** START Dataset records **
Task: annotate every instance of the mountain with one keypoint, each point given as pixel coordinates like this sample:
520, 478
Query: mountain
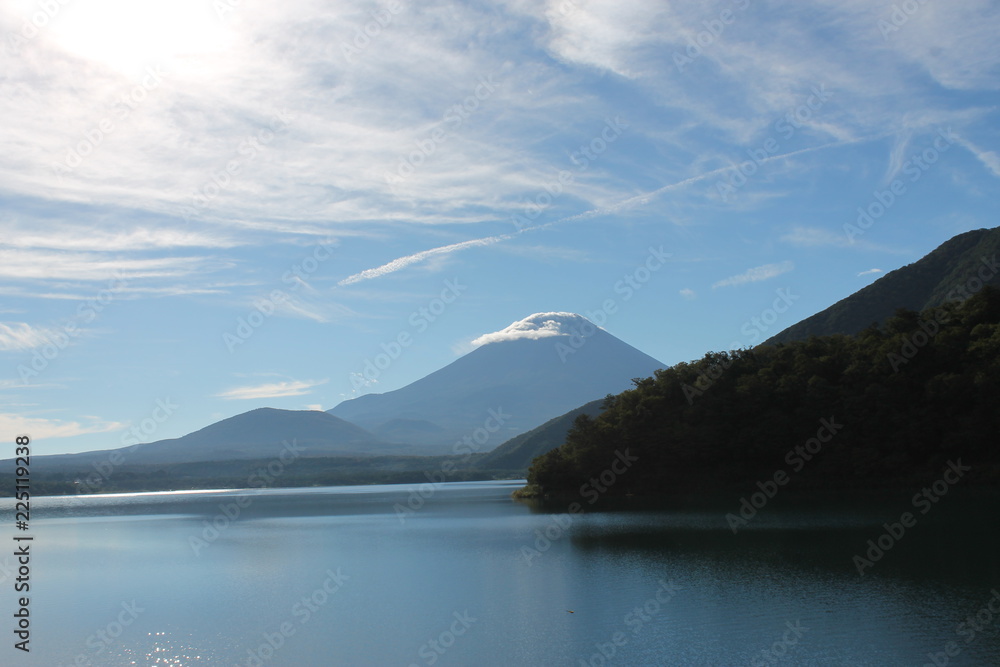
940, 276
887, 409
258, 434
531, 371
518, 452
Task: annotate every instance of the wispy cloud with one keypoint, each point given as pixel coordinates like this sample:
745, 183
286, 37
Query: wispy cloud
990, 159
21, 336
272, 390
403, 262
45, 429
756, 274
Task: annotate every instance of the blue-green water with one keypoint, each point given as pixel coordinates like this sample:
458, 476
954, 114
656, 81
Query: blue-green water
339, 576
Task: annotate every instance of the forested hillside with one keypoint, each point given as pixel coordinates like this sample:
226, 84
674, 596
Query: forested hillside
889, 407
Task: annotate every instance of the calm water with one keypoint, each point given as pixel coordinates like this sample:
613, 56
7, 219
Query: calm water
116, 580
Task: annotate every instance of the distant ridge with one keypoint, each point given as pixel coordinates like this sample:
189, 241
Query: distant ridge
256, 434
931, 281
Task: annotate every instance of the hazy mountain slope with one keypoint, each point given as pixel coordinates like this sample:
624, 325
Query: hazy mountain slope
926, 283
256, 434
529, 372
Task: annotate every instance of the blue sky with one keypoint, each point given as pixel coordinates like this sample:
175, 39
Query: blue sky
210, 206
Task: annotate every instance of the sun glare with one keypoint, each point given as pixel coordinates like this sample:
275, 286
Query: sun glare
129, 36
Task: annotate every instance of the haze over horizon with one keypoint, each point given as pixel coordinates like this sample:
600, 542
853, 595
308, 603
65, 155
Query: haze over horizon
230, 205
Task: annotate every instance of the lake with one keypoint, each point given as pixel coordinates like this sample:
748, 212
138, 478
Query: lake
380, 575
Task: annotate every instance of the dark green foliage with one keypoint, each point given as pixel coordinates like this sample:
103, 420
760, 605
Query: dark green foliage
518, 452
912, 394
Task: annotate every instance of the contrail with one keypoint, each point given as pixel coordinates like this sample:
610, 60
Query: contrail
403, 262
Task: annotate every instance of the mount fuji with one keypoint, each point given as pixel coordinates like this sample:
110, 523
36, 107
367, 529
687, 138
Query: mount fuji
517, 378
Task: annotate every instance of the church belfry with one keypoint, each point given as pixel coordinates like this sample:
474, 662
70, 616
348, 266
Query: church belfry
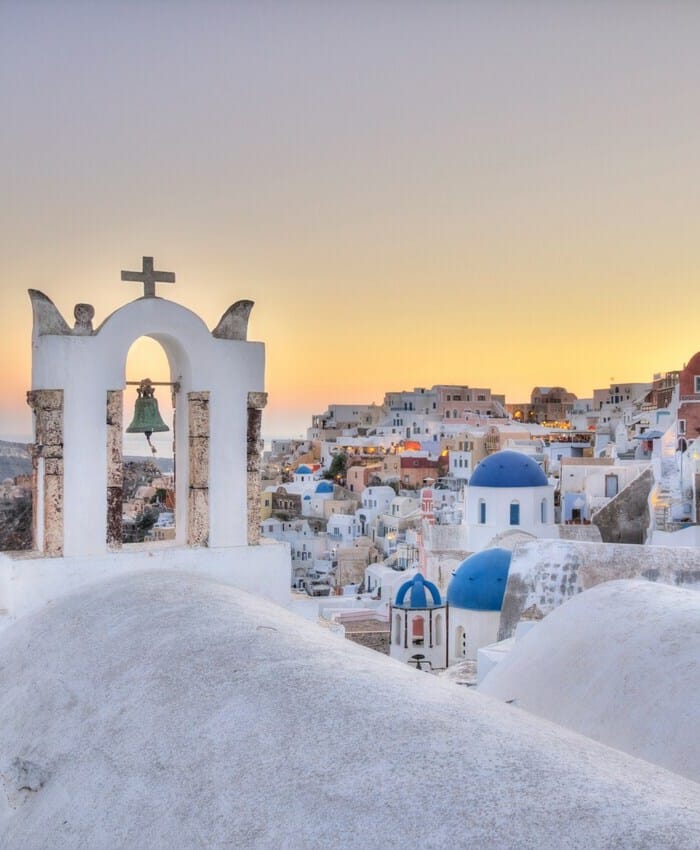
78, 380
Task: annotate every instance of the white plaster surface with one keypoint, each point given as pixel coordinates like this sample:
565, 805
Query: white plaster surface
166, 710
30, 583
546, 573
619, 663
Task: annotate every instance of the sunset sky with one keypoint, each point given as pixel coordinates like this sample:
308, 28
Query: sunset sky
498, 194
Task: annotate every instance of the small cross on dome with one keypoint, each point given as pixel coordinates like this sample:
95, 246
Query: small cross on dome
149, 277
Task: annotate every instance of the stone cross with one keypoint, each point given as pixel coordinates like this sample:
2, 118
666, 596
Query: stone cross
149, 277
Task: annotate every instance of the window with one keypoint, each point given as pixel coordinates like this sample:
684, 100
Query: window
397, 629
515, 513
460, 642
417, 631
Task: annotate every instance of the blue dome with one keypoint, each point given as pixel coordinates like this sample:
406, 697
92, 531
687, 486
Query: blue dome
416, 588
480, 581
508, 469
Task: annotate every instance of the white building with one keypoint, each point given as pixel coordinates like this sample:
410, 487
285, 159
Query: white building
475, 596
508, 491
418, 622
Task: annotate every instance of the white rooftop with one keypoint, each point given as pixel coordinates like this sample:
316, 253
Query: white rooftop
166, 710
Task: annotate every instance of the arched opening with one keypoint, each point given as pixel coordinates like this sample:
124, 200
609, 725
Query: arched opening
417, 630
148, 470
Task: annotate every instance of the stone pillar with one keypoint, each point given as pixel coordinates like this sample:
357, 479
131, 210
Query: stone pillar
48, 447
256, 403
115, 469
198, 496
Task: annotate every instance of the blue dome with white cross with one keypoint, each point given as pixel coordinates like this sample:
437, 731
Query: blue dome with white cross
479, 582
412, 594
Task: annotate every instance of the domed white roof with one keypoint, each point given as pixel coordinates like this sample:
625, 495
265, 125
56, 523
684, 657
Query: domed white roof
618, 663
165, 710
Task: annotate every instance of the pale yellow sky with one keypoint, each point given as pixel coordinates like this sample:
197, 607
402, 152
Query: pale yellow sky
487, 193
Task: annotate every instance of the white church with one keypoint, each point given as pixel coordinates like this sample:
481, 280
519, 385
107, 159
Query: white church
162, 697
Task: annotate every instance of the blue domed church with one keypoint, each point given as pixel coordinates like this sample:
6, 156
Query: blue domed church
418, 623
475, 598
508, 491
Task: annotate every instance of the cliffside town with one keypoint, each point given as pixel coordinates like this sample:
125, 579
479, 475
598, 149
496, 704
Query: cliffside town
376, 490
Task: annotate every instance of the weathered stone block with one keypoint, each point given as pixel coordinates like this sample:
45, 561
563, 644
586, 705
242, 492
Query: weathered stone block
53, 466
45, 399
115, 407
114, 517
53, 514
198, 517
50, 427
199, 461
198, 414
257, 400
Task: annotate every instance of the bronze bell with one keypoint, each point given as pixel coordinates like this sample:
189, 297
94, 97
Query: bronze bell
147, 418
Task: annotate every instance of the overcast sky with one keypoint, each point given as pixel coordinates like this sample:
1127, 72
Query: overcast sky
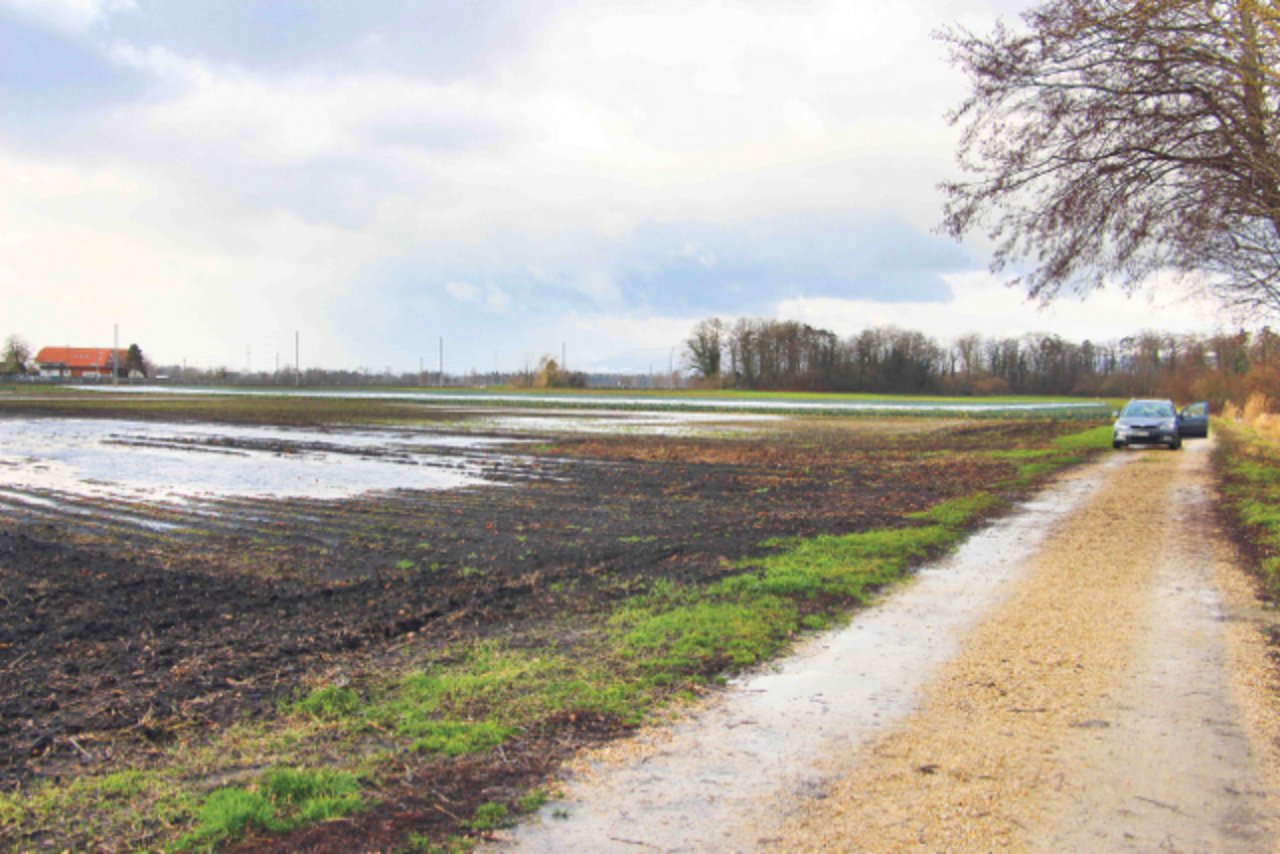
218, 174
** END Dataset records **
**Goal:** Your task is to transcribe all of the records precisely, with no images included.

**Correct output:**
Task: annotate every instance of the mountain with one keypoint, each point given as pixel coordinates like this sample:
520, 478
Query: mountain
940, 276
887, 409
258, 434
531, 371
518, 452
Task: annotate every instance of the wispy cloud with one keypoint, each point given as pixel coordinates like this sample:
745, 183
286, 37
Query: wispy cloud
990, 159
21, 336
272, 390
403, 262
45, 429
756, 274
Task: annotate every instance of the blue-green water with one keypoint, each point given as pixel coordinates like this sample:
458, 476
954, 114
656, 81
Query: blue-green water
339, 576
Task: annotate every instance of the forested hillside with one keypoint, each point given as pixel coordinates like this sample:
226, 84
674, 596
Query: forested hillside
889, 407
Task: annotate every instance of the calm water with one keypoint, each point given as pixel coordinates like this sample:
613, 56
7, 219
Query: calm water
116, 580
Task: annotate every instance of the distant ridge with one keypoint, each point given as pixel coordinates like this sample:
189, 241
Query: distant ridge
256, 434
931, 281
Task: annotate every instance of the hazy mountain slope with one keypoint, each point given as pixel coordinates like this sample:
624, 325
Query: hazy mountain slope
926, 283
256, 434
529, 372
Task: annotate every instance of the blue sky with one keypoint, each point given as pixel coordinates like this sample:
175, 39
Query: blue sky
210, 206
Task: annotate every instance of the sun glare with one keypoint, each point given as pixel coordinates like this sample:
275, 286
Query: sun glare
129, 36
Task: annotate every instance of the haze over horizon with one keypoint, each point given as pixel coordinates like this sample:
600, 542
853, 595
308, 603
65, 155
Query: haze over horizon
230, 205
Task: annotate every instance of the lake with one keypoint, each point given as pixel coordinates like this sample:
748, 212
138, 478
Query: lake
380, 575
Task: annotate every instance of the dark green foliage with one keypoint, each point given as pixel coordinates like this sample:
103, 420
760, 605
Query: dark green foliage
518, 452
912, 394
Task: annotate every instance of the contrail with one keypoint, each point given as pixel coordinates like this sample:
610, 60
Query: contrail
403, 262
Task: annotate every instance of the mount fuji with one keypoint, each point given as pixel coordinates like this sample:
110, 523
36, 107
367, 529
687, 138
Query: mount fuji
517, 378
Task: annotate every instance of the church belfry with one keypoint, each point given as pixel coordinates like this sample:
474, 662
70, 616
348, 266
Query: church belfry
78, 380
Task: annotate every instance of the white plaster surface with one keypoint, each point given as pixel coordinates like this sample:
565, 805
Query: white plaster surface
166, 710
30, 583
546, 573
619, 663
Task: annotate every instance of the sunset sky with one keypoint, each point given as pixel coordinates like this sample:
308, 28
Query: sunset sky
498, 194
Task: annotate every instance of the small cross on dome with one keypoint, each point given as pixel coordinates like this sample:
95, 246
Query: small cross on dome
149, 277
Task: annotate every instance of the stone cross with one keypoint, each point given as pixel coordinates like this sample:
2, 118
666, 596
Query: stone cross
149, 277
Task: annotate every instance of the window with one keypoint, each point given as pixel coordinates like this sample:
684, 100
Query: window
397, 629
515, 513
460, 642
417, 631
Task: annotate every instance of the blue dome with one keypoint, each point given as pixel coordinates like this sample:
406, 697
92, 531
687, 486
Query: blue dome
416, 588
480, 581
508, 469
Task: annotate every instance of the white building with one keypoint, each point given as pixel coordinates like this sample:
410, 487
285, 159
Query: white building
475, 596
508, 491
418, 622
Task: annotate every instance of the white rooftop with one keypoint, each point given as pixel coordinates like this sample:
316, 253
Query: white rooftop
166, 710
Task: annotate every instance of the arched opening with one keypoint, each point given as pixel coordinates like this sample:
124, 200
609, 725
Query: arched opening
417, 630
148, 470
Task: annotate every instance of the stone pillar with one keypoint, each point given as pixel coordinates like this sample:
357, 479
131, 210
Query: stone pillar
48, 447
256, 403
115, 469
198, 496
Task: annotate every instance of the blue dome with white cross with one keypoint, each point given as pixel coordinates like this sample:
437, 731
Query: blue dome with white cross
479, 582
412, 594
Task: annotate every instance of the domed white roof with one keypoint, each point given as pixel coordinates like this sample:
625, 495
265, 125
56, 523
684, 657
Query: domed white roof
618, 663
165, 710
Task: annotate every instance of the pale yellow sky with one keypoint, each point given as pixel coordinates like this sample:
197, 607
402, 152
Query: pale yellow sky
487, 193
Task: annotate every instance of the white church with one keypoint, each point given as pixel coordinates like this sample:
481, 280
519, 385
107, 159
Query: white church
162, 697
Task: annotate every instance of the blue domed church with one keypoint, each point given as pixel coordinates like this sample:
6, 156
Query: blue domed church
418, 623
475, 598
508, 491
Task: annotate every instance of the cliffside town with one keypoint, each point given as pixel coordinates like this sample:
125, 579
479, 475
598, 149
496, 704
Query: cliffside town
376, 490
Task: annotate every instance of the weathered stone block with one keypoint, each point given as pixel coordinates like this sample:
45, 561
563, 644
586, 705
242, 492
Query: weathered stone block
53, 466
45, 399
115, 407
114, 517
53, 514
198, 517
50, 427
199, 461
198, 414
257, 400
Task: annotate every instance of the bronze bell with one keypoint, each point given as pixel coordinates like this sample:
189, 297
94, 97
Query: bronze bell
147, 418
Task: annotate every instance of the overcast sky with one keypoint, each point given as pixel coordinates like this sample:
1127, 72
Query: overcast sky
218, 174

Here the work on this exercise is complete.